# [PROBLEM STATEMENT]
Look in the data below for the line that contains "Q: Pick out each instance of the side". Copy that line and the remaining lines exactly.

# [DATASET ENTRIES]

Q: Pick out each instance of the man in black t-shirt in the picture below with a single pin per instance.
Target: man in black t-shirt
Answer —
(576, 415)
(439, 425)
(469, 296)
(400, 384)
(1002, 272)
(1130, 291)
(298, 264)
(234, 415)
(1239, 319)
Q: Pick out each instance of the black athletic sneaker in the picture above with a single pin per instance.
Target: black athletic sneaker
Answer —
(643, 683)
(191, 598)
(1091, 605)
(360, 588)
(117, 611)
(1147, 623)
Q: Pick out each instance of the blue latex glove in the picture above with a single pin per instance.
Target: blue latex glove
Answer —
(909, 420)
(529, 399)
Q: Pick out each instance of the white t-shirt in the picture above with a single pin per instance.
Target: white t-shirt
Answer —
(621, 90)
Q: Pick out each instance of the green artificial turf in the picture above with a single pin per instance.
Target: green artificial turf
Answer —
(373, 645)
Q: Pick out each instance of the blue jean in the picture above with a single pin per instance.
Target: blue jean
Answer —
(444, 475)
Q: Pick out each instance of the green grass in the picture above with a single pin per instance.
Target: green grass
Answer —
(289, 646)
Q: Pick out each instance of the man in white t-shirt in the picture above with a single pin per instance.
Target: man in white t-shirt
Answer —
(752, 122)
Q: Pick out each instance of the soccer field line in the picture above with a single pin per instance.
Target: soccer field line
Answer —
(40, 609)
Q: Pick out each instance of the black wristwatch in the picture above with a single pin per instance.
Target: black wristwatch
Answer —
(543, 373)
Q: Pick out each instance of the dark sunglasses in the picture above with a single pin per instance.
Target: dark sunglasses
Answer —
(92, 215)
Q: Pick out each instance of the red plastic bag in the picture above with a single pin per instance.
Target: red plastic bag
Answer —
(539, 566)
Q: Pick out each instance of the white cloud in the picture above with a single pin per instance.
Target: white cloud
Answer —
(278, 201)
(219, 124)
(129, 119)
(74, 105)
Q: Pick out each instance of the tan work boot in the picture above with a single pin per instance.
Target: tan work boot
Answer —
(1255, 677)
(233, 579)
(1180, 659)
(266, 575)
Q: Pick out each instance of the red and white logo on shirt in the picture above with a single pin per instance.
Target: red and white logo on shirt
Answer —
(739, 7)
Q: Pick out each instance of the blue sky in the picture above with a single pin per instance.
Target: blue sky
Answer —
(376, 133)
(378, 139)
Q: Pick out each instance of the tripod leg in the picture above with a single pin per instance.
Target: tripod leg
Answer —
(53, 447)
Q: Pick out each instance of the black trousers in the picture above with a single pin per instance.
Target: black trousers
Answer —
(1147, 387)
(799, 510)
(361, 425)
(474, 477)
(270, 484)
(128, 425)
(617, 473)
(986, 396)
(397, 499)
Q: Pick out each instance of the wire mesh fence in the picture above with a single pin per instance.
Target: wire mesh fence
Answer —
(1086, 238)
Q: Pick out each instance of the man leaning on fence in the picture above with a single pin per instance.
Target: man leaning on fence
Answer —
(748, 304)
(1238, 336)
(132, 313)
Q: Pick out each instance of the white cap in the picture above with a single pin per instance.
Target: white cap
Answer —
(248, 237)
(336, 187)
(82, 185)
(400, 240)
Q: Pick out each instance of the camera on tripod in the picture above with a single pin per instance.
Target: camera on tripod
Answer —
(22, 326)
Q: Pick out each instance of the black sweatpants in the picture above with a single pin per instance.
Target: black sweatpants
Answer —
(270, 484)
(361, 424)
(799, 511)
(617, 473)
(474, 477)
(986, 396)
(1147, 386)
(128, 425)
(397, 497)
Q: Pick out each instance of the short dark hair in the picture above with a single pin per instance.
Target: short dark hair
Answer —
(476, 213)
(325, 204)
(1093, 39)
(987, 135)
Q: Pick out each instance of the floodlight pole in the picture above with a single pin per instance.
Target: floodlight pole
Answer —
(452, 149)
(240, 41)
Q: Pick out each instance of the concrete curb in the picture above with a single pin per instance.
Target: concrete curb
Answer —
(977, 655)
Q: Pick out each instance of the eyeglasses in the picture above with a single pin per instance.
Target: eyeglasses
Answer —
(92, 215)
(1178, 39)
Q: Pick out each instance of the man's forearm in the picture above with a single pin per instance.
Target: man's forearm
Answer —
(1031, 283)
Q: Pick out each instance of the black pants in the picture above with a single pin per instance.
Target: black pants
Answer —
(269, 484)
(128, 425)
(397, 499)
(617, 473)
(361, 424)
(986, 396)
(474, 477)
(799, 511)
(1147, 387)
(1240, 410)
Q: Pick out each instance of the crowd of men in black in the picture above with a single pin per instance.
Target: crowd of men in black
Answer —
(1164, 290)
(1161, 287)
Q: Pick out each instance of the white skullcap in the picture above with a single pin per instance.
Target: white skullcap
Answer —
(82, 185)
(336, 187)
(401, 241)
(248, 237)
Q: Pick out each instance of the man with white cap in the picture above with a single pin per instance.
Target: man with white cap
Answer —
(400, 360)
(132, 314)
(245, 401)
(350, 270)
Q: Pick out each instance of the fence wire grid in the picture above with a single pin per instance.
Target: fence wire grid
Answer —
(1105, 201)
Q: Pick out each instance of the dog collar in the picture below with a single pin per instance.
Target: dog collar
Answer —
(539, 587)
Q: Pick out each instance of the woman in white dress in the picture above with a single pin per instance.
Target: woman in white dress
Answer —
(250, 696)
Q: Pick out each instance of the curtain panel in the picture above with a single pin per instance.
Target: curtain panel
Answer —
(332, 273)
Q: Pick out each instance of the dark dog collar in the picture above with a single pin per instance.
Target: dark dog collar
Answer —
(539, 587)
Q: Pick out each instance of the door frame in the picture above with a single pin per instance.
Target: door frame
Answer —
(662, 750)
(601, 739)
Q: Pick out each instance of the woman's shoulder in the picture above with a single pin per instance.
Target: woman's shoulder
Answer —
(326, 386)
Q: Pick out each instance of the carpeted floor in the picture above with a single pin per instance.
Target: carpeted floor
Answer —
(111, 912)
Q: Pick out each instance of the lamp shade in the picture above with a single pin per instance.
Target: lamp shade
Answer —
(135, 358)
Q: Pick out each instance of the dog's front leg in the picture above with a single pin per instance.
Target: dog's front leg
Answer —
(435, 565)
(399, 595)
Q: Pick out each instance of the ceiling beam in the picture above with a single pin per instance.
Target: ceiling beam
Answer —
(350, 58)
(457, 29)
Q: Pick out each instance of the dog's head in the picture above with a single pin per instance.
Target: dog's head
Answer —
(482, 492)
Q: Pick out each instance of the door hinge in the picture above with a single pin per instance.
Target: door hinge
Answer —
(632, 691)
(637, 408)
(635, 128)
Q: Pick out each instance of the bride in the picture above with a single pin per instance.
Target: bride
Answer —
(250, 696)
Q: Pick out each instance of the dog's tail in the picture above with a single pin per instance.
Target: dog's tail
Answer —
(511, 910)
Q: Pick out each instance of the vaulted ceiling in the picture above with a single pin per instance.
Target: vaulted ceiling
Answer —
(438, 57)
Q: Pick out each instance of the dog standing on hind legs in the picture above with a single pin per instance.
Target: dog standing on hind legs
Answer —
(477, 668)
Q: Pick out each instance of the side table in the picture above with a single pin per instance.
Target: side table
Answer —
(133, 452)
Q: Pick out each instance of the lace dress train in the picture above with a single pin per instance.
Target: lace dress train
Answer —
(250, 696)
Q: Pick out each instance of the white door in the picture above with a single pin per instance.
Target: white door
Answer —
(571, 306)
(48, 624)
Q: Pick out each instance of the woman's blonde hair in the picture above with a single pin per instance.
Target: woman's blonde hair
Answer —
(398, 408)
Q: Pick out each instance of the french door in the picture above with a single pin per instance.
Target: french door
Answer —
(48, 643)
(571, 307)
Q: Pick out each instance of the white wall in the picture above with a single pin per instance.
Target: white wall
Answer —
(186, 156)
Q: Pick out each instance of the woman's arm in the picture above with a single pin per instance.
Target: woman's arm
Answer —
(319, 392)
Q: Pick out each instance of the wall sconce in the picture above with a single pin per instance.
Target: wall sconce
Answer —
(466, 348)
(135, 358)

# [THE ANSWER]
Q: Pick out each instance of the side table in the picture above with a single pin per instance.
Target: side table
Answer —
(133, 452)
Q: Pick out each instance of the lace dress train in the picture above with a single pin per instance.
Target: lace dress train
Answer —
(250, 696)
Q: Pick out each instance of the white door in the picture above with a single pin per instance.
Target: white door
Answer —
(571, 306)
(48, 624)
Q: Pick out each instance of the woman's blonde hair in the picture above with a single pin per instance.
Target: woman's blonde hair
Answer —
(398, 408)
Q: Pick out each instance of the french door in the picture above with a single pin per instance.
Target: french door
Answer —
(48, 643)
(571, 307)
Q: Pick out each instance of the white wall in the picture above with a single pin per instance.
Target: white wall
Answer —
(186, 156)
Q: Pick out each instance of the woman's arm in the picture above with a single pin per instance.
Target: woman's arm
Answer —
(319, 392)
Q: Pick out each instance of the wall sconce in the picture above with a single pin per instance.
Target: wall sconce
Answer —
(466, 348)
(135, 358)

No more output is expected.